= PARTS OF THE EXERCISE =
1: Using the excerpt on combining neighborhoods, answer each question briefly:
(a) From what year is all of the demographic data?
(b) Which two neighborhood names in the demographic data correspond to the single name "Bayview" in the primary street data?
(c) Does the CombineNeighs() function sum or average the 'Population' column?
2: From the excerpt on combining neighborhoods, list every column that the CombineNeighs() function averages across the two rows rather than sums.

= DOCUMENT EXTRACT =
So now we have lots of demographic data on gender, age, area, rent, income, population, and so on. All of this data is from 2015. Next, the neighborhood names from this data need to be cleaned to match up with our primary data set. The CombineNeighs() function was created to take two rows of the demographic data and combine them, either taking the average of the two columns (like median age for example) or sums the columns (like population for example). This is necessary in a few cases seen in the next cell. One example is where the demographic data had "Bayview District" and "Bayview Heights" while our primary street data only had "Bayview."

In [15]:
def CombineNeighs(name1, name2, newName, df):
    """
    This function takes in two neighborhood names of the demographic dataframe, combines them, 
    and changes the name.
    """
    # Grab the two rows we want:
    one = df.ix[df.Neighborhood == name1]
    two = df.ix[df.Neighborhood == name2]
    # Sum or average all the columns:
    one.loc[one.index, "AreaSqMi"] = (one['AreaSqMi'].values[0] + two['AreaSqMi'].values[0]) / 2
    one.loc[one.index, 'Females'] = one['Females'].values[0] + two['Females'].values[0]
    one.loc[one.index, 'HousePrice'] = (one['HousePrice'].values[0] + two['HousePrice'].values[0]) / 2
    one.loc[one.index, 'Males'] = one['Males'].values[0] + two['Males'].values[0]
    one.loc[one.index, 'MedAgeF'] = (one['MedAgeF'].values[0] + two['MedAgeF'].values[0]) / 2
    one.loc[one.index, 'MedAgeM'] = (one['MedAgeM'].values[0] + two['MedAgeM'].values[0]) / 2
    one.loc[one.index, 'MedHouseholdIncome'] = (one['MedHouseholdIncome'].values[0] + two['MedHouseholdIncome'].values[0]) / 2
    one.loc[one.index, 'PeoplePerSqMi'] = (one['PeoplePerSqMi'].values[0] + two['PeoplePerSqMi'].values[0]) / 2
    one.loc[one.index, 'Population'] = one['Population'].values[0] + two['Population'].values[0]   
    one.loc[one.index, 'Neighborhood'] = newName
    # Drop the old rows:
    df = df.drop(one.index)
    df = df.drop(two.index)
    # Add the new row:
    df = df.append(one)

= DATA ENTRIES =
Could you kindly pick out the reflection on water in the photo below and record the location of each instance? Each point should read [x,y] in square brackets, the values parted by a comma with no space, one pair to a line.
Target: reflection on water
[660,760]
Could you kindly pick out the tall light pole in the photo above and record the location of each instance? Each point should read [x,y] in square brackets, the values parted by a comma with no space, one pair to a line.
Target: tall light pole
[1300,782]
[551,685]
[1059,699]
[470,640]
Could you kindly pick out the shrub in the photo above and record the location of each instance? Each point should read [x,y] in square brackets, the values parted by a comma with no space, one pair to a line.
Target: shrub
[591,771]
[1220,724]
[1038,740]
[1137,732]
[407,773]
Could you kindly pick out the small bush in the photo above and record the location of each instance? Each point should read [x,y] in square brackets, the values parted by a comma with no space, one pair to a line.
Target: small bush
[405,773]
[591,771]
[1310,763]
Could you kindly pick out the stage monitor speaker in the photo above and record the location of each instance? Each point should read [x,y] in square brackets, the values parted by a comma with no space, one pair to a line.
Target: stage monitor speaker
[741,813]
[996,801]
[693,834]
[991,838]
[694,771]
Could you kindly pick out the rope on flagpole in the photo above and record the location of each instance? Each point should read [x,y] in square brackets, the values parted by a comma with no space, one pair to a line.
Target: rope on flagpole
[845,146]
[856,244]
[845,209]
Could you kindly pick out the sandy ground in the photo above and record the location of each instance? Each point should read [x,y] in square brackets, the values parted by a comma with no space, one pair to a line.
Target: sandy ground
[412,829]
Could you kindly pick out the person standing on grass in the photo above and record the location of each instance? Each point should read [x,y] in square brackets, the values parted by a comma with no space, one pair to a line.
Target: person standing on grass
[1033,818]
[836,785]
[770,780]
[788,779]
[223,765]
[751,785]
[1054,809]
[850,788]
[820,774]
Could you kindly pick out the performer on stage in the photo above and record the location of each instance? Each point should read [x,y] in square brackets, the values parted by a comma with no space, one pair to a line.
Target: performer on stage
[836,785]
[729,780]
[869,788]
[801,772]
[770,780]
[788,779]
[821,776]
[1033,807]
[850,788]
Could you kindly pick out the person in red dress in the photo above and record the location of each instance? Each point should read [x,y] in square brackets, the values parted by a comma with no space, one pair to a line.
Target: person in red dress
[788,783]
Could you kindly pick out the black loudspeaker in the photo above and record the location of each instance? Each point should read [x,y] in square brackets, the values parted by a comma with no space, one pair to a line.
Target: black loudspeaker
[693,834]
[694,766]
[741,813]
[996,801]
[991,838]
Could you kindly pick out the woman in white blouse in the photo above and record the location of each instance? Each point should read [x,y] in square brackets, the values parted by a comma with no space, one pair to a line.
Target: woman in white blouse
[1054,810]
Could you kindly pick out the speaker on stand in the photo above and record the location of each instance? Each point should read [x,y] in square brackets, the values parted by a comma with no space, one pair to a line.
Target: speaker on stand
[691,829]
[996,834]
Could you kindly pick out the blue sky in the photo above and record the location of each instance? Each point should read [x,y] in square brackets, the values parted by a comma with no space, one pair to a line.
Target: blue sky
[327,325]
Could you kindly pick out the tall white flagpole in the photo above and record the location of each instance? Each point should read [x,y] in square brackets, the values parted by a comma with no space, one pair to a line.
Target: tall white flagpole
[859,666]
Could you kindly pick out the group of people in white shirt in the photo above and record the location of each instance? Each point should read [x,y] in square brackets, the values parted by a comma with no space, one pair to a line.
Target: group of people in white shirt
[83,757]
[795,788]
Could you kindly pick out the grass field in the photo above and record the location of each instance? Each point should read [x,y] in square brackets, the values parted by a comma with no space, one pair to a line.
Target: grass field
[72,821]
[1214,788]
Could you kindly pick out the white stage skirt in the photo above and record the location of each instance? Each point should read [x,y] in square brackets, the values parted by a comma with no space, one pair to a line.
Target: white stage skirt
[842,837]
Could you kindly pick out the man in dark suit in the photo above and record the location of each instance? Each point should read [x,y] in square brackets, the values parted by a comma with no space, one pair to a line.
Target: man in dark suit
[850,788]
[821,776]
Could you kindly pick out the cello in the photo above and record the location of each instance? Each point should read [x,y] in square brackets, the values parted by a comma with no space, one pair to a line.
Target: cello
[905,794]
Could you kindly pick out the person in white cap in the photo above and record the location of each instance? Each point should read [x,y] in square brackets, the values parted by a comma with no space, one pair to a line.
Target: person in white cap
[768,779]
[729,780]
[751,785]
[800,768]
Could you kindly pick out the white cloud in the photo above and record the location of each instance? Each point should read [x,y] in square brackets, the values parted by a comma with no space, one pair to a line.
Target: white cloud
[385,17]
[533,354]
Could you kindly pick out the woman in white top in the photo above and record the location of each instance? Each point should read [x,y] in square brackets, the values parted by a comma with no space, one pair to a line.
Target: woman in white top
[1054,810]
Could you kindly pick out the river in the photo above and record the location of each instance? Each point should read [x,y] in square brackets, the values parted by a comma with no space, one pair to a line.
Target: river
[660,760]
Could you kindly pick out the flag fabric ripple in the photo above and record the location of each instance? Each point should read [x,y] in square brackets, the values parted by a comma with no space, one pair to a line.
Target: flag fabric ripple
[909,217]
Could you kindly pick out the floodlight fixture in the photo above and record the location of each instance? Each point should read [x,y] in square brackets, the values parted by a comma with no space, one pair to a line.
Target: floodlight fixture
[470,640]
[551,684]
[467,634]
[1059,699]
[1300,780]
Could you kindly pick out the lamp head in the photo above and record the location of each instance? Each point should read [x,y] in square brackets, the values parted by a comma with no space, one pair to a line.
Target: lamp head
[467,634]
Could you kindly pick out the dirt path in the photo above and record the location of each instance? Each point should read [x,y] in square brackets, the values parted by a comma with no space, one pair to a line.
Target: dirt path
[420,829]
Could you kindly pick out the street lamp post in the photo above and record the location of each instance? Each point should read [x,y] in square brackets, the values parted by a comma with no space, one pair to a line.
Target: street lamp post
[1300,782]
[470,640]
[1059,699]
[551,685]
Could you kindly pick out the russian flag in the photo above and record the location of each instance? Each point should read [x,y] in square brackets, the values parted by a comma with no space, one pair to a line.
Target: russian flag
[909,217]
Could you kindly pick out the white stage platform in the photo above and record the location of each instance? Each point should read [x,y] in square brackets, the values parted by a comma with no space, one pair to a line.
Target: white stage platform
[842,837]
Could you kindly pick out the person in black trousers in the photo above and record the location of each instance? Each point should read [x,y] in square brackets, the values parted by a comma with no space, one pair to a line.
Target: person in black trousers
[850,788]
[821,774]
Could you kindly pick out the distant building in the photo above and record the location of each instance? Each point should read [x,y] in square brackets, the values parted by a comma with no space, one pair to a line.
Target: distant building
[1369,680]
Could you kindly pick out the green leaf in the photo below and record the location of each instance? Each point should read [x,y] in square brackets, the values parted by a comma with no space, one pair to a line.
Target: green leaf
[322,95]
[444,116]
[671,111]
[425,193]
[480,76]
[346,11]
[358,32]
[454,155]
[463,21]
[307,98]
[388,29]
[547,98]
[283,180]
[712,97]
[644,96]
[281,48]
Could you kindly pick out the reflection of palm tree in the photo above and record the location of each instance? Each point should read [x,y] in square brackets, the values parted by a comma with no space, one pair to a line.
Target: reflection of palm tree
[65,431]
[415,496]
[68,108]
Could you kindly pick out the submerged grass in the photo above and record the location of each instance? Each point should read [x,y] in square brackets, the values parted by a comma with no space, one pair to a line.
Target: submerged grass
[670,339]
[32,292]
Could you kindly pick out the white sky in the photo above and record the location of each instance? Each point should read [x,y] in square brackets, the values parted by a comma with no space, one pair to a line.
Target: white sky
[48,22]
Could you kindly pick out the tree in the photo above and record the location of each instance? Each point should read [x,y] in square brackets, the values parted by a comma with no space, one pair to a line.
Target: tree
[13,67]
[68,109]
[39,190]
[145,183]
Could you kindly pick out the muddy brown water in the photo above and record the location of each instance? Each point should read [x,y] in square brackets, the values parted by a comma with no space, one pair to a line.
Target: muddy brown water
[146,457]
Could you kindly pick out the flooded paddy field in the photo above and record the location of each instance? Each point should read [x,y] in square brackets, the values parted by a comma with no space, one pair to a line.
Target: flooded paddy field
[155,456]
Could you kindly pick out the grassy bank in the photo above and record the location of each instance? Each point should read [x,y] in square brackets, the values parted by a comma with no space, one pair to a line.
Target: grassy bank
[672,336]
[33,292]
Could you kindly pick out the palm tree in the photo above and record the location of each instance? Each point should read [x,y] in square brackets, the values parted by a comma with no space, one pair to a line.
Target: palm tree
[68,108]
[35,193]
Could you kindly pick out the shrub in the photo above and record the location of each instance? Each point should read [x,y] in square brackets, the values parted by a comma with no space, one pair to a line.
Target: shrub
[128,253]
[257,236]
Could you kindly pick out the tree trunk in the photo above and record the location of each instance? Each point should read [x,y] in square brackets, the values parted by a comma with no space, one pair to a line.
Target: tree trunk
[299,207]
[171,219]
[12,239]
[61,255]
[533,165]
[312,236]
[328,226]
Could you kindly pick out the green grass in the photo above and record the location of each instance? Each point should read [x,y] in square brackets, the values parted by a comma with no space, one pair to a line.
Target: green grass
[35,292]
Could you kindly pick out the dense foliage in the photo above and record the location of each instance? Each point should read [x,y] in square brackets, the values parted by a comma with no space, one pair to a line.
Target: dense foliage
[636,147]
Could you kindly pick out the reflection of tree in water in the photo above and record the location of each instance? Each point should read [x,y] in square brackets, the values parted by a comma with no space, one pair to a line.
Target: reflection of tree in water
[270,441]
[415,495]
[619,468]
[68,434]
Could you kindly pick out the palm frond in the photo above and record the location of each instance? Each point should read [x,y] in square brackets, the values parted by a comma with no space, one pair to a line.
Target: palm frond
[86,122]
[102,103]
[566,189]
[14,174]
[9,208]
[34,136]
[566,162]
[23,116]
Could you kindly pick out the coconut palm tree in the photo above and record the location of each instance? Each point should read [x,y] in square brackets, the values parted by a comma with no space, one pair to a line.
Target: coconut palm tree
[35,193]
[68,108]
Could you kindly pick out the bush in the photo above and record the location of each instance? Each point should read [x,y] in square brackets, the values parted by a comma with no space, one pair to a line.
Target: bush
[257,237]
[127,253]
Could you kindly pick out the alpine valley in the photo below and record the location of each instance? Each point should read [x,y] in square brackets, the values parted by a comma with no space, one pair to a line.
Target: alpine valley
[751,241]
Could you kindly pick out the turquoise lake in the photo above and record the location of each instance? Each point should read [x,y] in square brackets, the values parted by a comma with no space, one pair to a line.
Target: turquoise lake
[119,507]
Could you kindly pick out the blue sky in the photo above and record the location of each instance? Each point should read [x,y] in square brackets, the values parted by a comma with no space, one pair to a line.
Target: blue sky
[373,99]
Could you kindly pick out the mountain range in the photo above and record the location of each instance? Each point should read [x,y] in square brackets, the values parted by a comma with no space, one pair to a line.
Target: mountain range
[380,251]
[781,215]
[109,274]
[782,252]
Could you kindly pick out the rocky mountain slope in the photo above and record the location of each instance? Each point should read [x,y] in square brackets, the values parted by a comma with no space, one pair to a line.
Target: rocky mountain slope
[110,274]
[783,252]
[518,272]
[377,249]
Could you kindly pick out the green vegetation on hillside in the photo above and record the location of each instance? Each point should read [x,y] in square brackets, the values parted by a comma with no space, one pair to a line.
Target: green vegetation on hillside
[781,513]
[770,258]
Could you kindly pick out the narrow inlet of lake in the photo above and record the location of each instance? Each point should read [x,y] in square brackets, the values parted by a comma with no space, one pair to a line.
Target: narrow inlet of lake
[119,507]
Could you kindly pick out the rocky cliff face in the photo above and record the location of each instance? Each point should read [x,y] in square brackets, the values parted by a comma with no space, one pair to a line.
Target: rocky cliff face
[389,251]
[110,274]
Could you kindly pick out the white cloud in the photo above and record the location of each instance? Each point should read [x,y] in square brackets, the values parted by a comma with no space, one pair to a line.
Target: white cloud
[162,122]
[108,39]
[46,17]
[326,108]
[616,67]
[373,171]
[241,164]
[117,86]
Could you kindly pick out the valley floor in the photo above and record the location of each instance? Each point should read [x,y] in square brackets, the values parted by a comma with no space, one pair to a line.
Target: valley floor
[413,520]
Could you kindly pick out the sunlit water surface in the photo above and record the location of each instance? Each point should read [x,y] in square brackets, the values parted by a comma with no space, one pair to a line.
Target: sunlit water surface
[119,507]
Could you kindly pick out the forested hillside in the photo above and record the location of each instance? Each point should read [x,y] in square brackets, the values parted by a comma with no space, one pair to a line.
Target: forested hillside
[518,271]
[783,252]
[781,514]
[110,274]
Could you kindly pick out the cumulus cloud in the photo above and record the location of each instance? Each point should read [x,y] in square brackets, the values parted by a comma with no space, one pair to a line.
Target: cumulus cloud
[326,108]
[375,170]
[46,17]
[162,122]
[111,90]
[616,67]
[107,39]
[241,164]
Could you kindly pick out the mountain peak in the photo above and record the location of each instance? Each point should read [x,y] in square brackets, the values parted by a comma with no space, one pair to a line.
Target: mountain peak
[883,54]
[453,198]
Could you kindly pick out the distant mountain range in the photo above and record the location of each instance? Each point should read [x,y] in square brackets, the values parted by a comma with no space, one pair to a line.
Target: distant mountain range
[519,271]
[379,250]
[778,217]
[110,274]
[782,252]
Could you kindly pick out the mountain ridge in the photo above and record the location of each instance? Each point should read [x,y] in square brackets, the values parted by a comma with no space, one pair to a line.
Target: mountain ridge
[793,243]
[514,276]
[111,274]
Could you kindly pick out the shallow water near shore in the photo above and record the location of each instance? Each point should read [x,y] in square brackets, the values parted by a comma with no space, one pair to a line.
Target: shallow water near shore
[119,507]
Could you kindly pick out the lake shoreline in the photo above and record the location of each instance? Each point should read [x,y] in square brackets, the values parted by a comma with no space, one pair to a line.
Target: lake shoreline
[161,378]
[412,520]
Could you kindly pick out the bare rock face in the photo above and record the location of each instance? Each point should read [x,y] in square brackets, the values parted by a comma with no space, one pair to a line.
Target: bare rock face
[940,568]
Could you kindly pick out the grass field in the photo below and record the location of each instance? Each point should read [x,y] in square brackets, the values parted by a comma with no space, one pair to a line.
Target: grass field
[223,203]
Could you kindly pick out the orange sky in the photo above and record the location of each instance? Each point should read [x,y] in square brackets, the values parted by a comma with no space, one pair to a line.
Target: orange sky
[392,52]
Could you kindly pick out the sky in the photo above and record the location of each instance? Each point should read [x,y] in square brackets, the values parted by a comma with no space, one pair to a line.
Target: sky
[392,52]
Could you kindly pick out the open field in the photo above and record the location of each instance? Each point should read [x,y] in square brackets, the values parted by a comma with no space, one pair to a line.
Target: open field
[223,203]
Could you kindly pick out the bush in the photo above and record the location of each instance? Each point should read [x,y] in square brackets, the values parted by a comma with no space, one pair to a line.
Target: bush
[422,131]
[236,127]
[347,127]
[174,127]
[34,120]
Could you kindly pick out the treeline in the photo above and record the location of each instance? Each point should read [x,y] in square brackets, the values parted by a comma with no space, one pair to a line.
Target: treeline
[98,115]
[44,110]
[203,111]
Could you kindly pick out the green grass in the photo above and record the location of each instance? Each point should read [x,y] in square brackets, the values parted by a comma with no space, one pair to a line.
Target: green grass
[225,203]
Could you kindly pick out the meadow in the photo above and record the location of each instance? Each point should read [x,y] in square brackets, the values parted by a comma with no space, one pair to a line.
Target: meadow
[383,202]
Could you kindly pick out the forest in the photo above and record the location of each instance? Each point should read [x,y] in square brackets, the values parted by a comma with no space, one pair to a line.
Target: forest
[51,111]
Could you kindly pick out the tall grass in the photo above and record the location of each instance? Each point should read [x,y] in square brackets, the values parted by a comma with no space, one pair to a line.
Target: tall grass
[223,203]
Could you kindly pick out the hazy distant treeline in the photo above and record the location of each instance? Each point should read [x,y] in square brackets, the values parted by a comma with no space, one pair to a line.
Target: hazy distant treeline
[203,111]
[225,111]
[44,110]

= EXERCISE RESPONSES =
1:
(a) 2015
(b) "Bayview District" and "Bayview Heights"
(c) It sums the column.

2:
- AreaSqMi
- HousePrice
- MedAgeF
- MedAgeM
- MedHouseholdIncome
- PeoplePerSqMi